(DATA EXTRACTS Opens)

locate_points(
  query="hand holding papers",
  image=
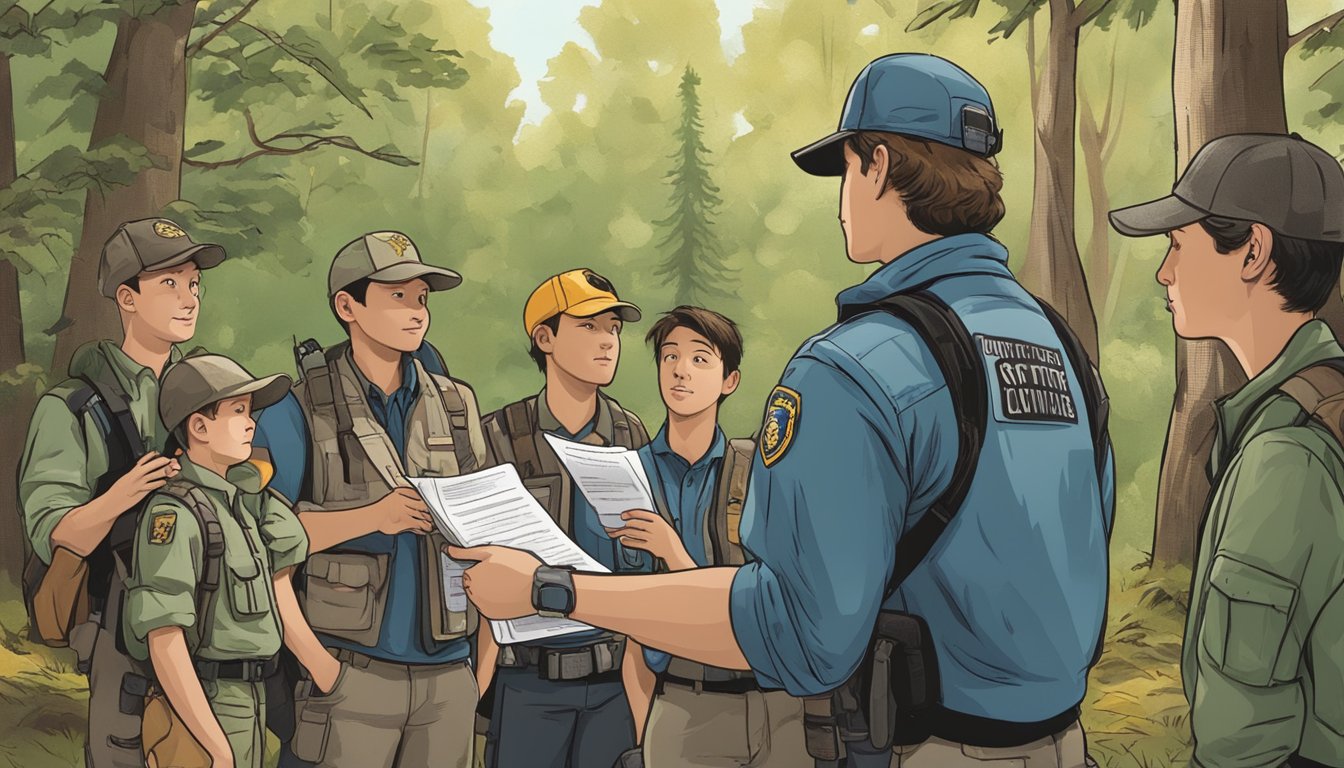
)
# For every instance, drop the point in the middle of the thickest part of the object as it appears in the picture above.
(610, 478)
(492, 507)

(DATA EXTRACTS Closes)
(DATA EXTRACTS Opens)

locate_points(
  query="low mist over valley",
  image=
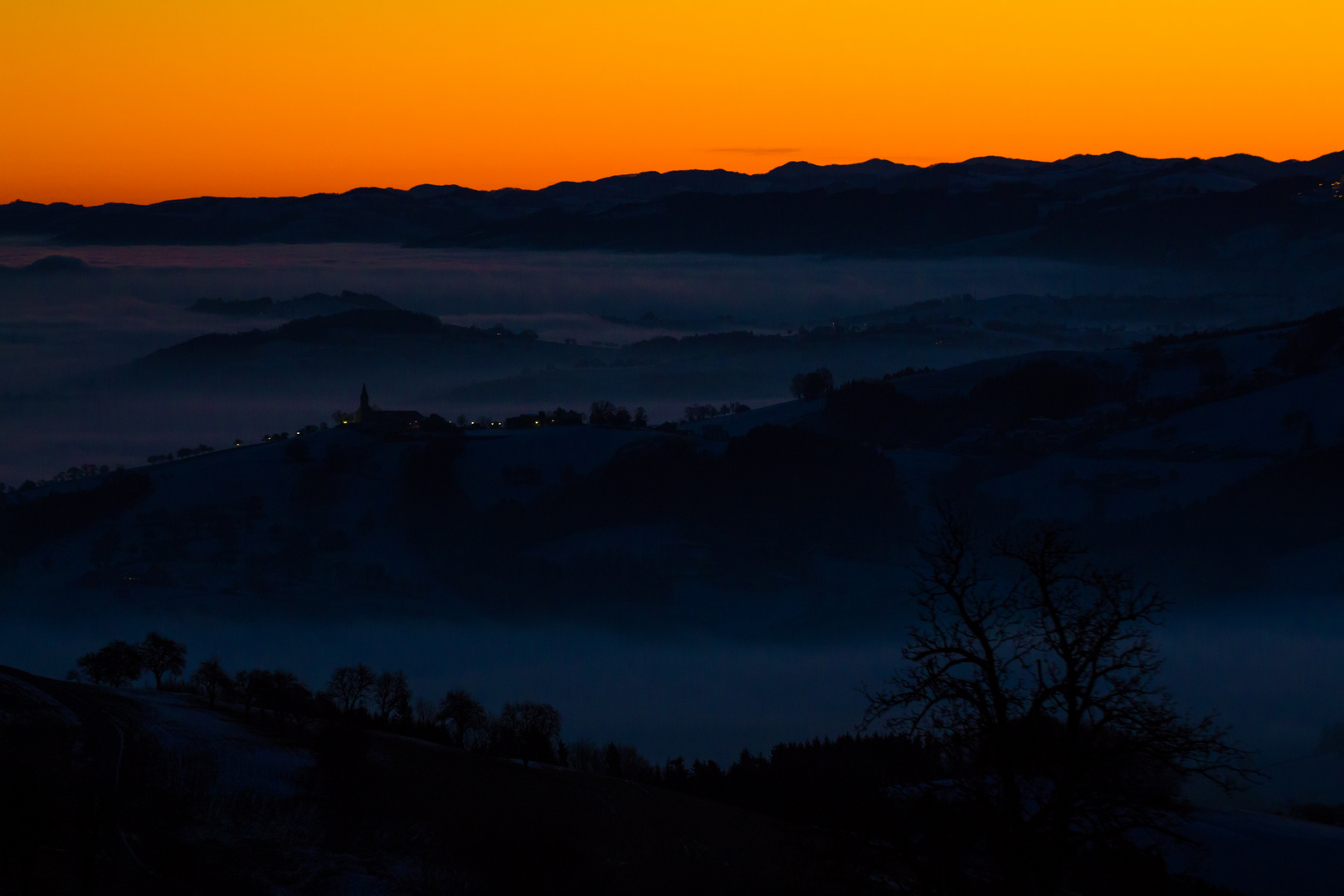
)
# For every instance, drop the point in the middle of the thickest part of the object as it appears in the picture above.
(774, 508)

(DATA EXTRACTS Closes)
(DATA EXTRACTS Opens)

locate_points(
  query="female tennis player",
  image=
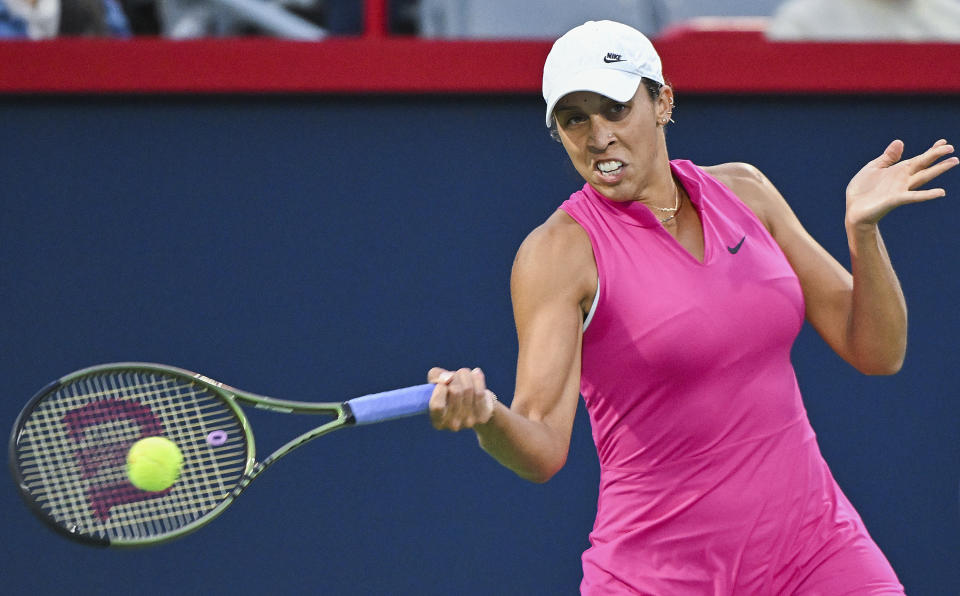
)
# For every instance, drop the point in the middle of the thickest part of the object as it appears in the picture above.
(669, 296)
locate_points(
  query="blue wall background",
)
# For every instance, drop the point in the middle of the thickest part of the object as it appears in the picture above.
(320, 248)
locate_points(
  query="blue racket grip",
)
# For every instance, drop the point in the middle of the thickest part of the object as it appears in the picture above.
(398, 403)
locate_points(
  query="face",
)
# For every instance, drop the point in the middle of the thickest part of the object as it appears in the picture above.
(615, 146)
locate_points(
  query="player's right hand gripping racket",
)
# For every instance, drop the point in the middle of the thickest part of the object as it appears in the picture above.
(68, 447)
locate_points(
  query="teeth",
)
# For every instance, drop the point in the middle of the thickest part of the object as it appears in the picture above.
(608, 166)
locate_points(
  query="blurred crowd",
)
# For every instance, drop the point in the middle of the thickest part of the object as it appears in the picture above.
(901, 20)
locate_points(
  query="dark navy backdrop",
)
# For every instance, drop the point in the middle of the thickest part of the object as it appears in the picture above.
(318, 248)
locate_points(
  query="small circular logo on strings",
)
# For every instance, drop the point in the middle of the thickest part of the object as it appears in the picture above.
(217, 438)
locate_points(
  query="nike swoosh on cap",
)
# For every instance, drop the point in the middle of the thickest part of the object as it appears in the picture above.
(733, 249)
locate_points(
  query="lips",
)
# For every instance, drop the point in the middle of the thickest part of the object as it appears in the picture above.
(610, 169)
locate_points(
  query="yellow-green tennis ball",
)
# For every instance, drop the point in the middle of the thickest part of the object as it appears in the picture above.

(DATA EXTRACTS Closes)

- _PROBLEM REQUIREMENTS_:
In the records, locate each line holding the string "hand" and copy it.

- _RESULT OF THE TASK_:
  query="hand holding papers",
  query="player's right hand gripping racket",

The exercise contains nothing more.